*The problem*
Tally every line in the data that has the word "position" and report only the total.

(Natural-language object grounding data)
######

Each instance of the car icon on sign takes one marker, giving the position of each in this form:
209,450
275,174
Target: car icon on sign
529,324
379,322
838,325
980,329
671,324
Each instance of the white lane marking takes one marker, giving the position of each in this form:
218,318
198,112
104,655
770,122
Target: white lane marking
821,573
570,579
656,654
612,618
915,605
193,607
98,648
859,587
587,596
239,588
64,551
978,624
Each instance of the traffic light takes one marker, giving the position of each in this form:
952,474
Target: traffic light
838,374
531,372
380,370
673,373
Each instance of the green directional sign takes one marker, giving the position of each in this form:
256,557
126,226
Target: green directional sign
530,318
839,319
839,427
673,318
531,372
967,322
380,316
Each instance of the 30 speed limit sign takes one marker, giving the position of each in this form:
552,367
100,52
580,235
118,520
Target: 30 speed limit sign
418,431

######

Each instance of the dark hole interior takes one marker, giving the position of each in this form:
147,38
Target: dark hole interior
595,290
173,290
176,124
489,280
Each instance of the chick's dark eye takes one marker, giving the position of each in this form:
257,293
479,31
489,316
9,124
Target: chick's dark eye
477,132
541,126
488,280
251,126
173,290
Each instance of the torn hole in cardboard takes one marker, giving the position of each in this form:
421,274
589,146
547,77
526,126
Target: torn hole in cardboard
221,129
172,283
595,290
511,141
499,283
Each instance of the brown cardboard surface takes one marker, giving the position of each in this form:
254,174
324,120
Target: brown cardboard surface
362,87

######

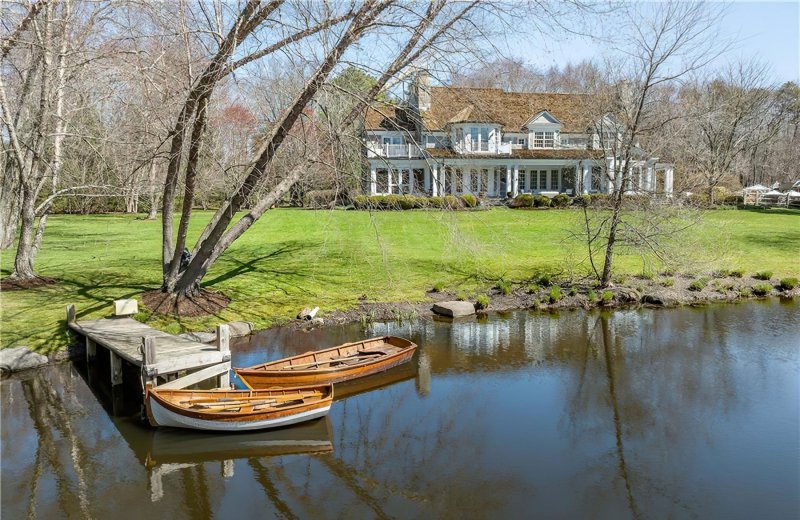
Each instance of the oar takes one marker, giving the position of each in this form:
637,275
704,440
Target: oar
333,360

######

*Exercise answer*
10